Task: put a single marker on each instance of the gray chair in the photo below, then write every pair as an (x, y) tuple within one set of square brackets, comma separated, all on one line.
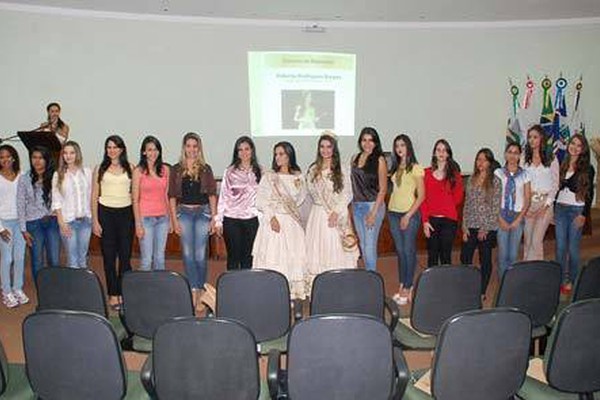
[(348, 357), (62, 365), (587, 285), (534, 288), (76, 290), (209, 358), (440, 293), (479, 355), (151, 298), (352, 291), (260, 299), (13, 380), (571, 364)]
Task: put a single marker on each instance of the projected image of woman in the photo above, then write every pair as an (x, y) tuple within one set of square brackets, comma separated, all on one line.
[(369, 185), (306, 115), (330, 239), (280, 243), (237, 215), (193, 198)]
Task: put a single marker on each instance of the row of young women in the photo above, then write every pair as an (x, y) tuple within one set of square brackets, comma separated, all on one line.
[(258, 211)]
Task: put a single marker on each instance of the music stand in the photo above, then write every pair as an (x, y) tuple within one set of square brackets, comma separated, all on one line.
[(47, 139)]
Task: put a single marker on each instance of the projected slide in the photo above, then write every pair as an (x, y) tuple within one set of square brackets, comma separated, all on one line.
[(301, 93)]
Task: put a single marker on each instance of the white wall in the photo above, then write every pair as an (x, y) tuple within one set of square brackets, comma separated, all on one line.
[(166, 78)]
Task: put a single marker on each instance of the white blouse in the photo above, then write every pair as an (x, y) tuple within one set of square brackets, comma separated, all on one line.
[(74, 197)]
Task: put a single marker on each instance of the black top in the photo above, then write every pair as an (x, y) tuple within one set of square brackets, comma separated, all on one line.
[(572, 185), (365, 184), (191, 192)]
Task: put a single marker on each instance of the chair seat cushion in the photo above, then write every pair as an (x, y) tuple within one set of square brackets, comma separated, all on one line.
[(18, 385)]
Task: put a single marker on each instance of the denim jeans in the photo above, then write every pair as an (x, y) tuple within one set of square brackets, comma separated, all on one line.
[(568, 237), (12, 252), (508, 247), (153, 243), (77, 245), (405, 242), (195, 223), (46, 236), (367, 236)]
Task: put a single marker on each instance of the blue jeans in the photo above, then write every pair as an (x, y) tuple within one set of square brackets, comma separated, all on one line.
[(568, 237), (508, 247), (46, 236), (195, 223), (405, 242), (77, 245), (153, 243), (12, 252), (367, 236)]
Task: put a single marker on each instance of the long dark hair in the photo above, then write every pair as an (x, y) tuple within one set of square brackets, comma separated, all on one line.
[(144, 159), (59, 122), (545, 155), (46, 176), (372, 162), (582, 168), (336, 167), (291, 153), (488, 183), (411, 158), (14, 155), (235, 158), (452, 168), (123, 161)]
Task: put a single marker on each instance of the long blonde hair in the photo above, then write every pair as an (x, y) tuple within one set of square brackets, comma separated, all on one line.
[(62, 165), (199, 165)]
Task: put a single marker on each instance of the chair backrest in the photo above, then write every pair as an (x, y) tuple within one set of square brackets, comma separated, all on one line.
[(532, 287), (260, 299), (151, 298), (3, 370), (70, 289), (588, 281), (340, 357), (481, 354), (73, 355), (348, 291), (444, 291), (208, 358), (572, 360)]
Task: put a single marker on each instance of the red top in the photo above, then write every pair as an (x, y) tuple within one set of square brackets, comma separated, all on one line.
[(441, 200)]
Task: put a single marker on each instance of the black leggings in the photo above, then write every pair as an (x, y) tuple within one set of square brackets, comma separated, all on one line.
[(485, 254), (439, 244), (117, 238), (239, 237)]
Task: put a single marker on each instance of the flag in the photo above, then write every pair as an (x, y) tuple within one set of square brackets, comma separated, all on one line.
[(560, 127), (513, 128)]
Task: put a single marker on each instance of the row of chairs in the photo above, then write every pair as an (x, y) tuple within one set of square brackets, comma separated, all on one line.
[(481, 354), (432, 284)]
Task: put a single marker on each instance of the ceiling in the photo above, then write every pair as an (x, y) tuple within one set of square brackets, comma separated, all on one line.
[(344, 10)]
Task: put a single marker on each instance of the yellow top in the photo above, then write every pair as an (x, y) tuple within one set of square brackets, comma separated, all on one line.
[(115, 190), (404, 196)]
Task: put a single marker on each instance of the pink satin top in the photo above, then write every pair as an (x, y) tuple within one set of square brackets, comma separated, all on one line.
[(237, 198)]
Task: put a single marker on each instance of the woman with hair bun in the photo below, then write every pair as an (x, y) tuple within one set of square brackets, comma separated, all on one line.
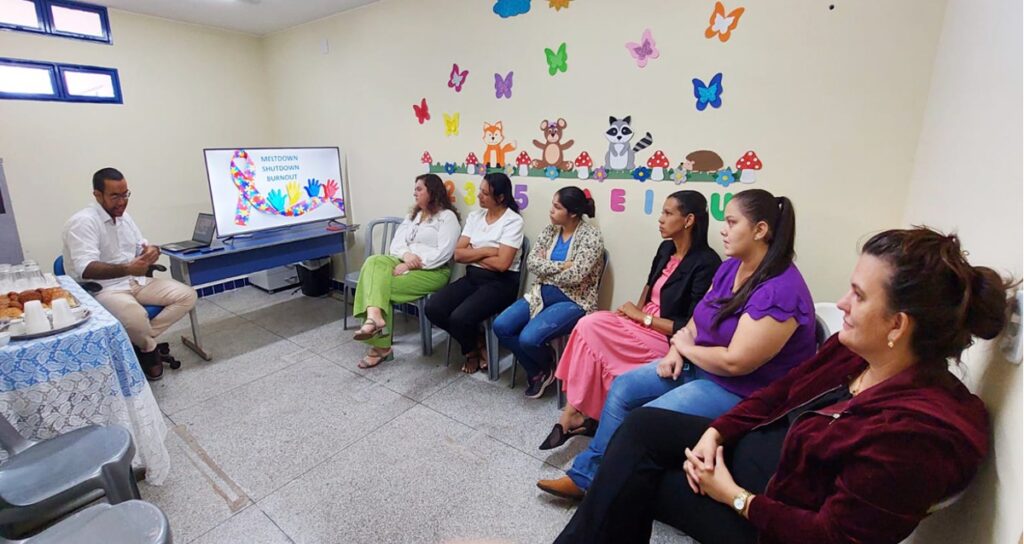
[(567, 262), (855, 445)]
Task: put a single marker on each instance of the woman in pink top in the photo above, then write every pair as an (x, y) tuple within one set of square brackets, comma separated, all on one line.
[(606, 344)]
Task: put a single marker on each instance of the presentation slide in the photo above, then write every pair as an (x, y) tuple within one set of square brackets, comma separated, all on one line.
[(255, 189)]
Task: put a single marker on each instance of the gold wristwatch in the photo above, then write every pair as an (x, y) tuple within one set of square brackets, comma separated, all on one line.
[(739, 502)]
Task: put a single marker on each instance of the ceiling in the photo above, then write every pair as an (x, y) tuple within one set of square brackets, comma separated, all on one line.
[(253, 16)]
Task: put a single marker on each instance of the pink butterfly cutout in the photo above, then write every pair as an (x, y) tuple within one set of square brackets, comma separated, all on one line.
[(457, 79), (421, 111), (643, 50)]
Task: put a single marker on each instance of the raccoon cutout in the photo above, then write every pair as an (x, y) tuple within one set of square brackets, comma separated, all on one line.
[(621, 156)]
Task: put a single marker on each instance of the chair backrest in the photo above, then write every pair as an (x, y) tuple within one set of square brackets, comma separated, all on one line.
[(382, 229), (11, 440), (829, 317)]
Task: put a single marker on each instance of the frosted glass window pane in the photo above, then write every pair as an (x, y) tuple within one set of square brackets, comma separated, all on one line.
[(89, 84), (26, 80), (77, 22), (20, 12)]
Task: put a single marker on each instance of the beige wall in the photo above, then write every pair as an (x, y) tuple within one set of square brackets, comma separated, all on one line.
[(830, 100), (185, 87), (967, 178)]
▬▬▬▬▬▬▬▬▬▬
* Problem details
Each entry above must be printed exactly, apart from its pictures.

* Exercise solution
Task: put a single marker on each instance of the gray chair in the photo below, then write every pair as an (x, y) tuple within one set of square brackets, comma separated, all on one line.
[(348, 357), (62, 365), (587, 285), (534, 288), (76, 290), (209, 358), (440, 293), (479, 355), (151, 298), (352, 291), (260, 299), (13, 380), (571, 364)]
Task: put a single marker on each instance of the projected image of woman in the photo above, then write every pair as an (x, y) tuple within one set of square brackets, comma separated, all on one line.
[(369, 185), (306, 115), (330, 239), (280, 243), (237, 215), (193, 198)]
Task: put a single marker on each instance of the row of young women in the photo above, then write every pair as an (x, y) tuple within one set of square brackets, comma separated, all on one line.
[(258, 211)]
Task: put a single marker on each instance of the music stand in the photo above, then write every pair as an (x, y) tuple within one set of square brackets, comma separated, all on one line.
[(47, 139)]
Task: put a single marker on each instance of the projected slide in the photo above, then write every pair as an (x, y) tuple within one set of square brackets, comma separated, all on one line.
[(301, 93)]
Task: put a single marker on each instance of the white wall in the photo above, then write every pair as an (x, y) tuple within one set of square brackets, comma separated, all on one line.
[(166, 78)]
Task: put a single marker on each instance of the white blouse in the photo above, then write every pair as an (x, y) tuple within one set of square brackets, comma separated, all on one line.
[(74, 197)]
Task: put a single marker on each instance of the black top in the photo above, then write every pair as an (x, y) tuple within one set of square brackets, comma separated, all on one line.
[(572, 185), (365, 184), (191, 192)]
Task: put a single marker on each instance of the chair seat cushion in the photo above, then write every pair as an (x, y) tuple within one set of square brackets, comma separated, all on one line.
[(18, 385)]
Task: put a single marker on each instance of the denim jeans in the photo above, then write every pair as an (x, y) tuple within one set of square brackets, comma separated, all on one line.
[(568, 237), (12, 252), (508, 247), (153, 243), (77, 245), (405, 242), (195, 223), (46, 236), (367, 236)]
Task: put a single marker on each instance of the blue jeans in the photo above, then write every pair as an (x, y) tuple within one set of square brackets, comma separated, all on one line.
[(568, 237), (508, 247), (46, 236), (195, 223), (405, 242), (77, 245), (153, 243), (12, 252), (367, 236)]
Task: put a single marker on each instance of the long dark hair in the photo above, then write every pair as an (x, y) tuple within one set of square brackets, comma separated, all on one line.
[(144, 159), (59, 122), (545, 155), (46, 176), (372, 162), (582, 168), (336, 167), (291, 153), (488, 183), (411, 158), (14, 155), (235, 158), (452, 168), (123, 161)]
Task: put a single marker on each instance of the long blonde hair in the photo above, then write every pair as an (x, y) tuple within one set of square brackets, comma separated, all on one line.
[(62, 165), (199, 165)]
Task: put a single marker on each instance of the chair backrest in the photo above, then write every pair as an (x, y) tuple within one set of square brackets, comma separated, all on one line.
[(532, 287), (260, 299), (151, 298), (3, 370), (70, 289), (588, 281), (340, 357), (481, 354), (73, 355), (348, 291), (444, 291), (208, 358), (572, 360)]
Task: put a single marker on each instance of the red top in the photo above, then write every pair as an (x, y) tuple within one set of square brackets, comma separated, all on one line.
[(441, 200)]
Task: put a single marker on each instance of the black leggings in the photo above, then write every pair as an (x, y) tuple within one set of square brackets, comma separated, all on one line.
[(485, 254), (439, 244), (117, 238), (239, 237)]
Task: put a single marker on each instance of the flag in the photo above, then write every pair as an (x, y) tuple within one set of square brackets, comma separated, all on one line.
[(560, 127), (513, 128)]
Task: put a single marker on each instance of the row of chairs in the photo above, then write every pair as an (x, y) tuple within one set of square brackets, comma separated, all on one line.
[(481, 354), (432, 284)]
Task: put a single marker on each instance of the ceiling in the photo above, then write every pair as an (x, y) tuple within one set of square brackets, comma separated, all on one line.
[(344, 10)]
Task: put a single marker on each instance of the yellow top in the photo above, then write every pair as an (x, y) tuple within one set of square brackets, comma separated, all on one line.
[(115, 190), (404, 196)]
Task: put a single marker on each instance of the pink satin top in the photo above, then write every pair as an (x, y) tuple within one set of square brackets, comma separated, all on one line.
[(237, 198)]
Task: put a single marker on each instance of the woman with hair bun in the photo below, then write every pair as an (x, y) tuple within one set of square brackets, comma separated, all on one line.
[(567, 262), (855, 445)]
Task: put a single marker on each instance of the woman in pink top in the photo above, then write every pair as an (x, y) tuple within one set of square brackets, comma separated, all on one line.
[(606, 344)]
Task: put a single marker on each instance of the presentation slide in the photo above, then write every pair as an (x, y) tuple within one set of square brackets, comma separated, all on one line.
[(255, 189)]
Task: put a single marker on each instance of the gold wristwatch in the photo above, then write every pair as an (x, y) tuple within one set of square brackets, comma separated, all on one line.
[(739, 502)]
Task: put a single marker on each instance of the ceiling in the photo above, then write every pair as an (x, y) tuple within one set of square brackets, comma separated, all on one line.
[(253, 16)]
Task: put a single marker on each instance of the pink butterfly cutout in the photo above, then write every pair as an (x, y) tuple within one set of square brackets, comma separated, all on one line.
[(457, 79), (421, 111), (643, 50)]
Task: put a single marker on each instance of the raccoon cutout in the photo above, then write every pair as an (x, y) tuple within one set of square brackets, comma separated, all on one line.
[(621, 156)]
Task: put a single marker on each instance of the chair backrest in the photo above, then write every pair as an (x, y) tuple within one set of square brackets, comma separated, all on one line.
[(382, 229), (11, 440), (829, 317)]
Task: put a single marker on each instance of the frosted glass window pane in the photo above, then write every pair as an (x, y) tuple within one set of square brackets, comma separated, all on one line.
[(89, 84), (26, 80), (77, 22), (20, 12)]
Task: put a single marker on each instance of the beige wall in the photo above, then write every pair as an (x, y) tuple within one set of square brackets, comma separated, all on one line.
[(830, 100), (185, 87), (967, 178)]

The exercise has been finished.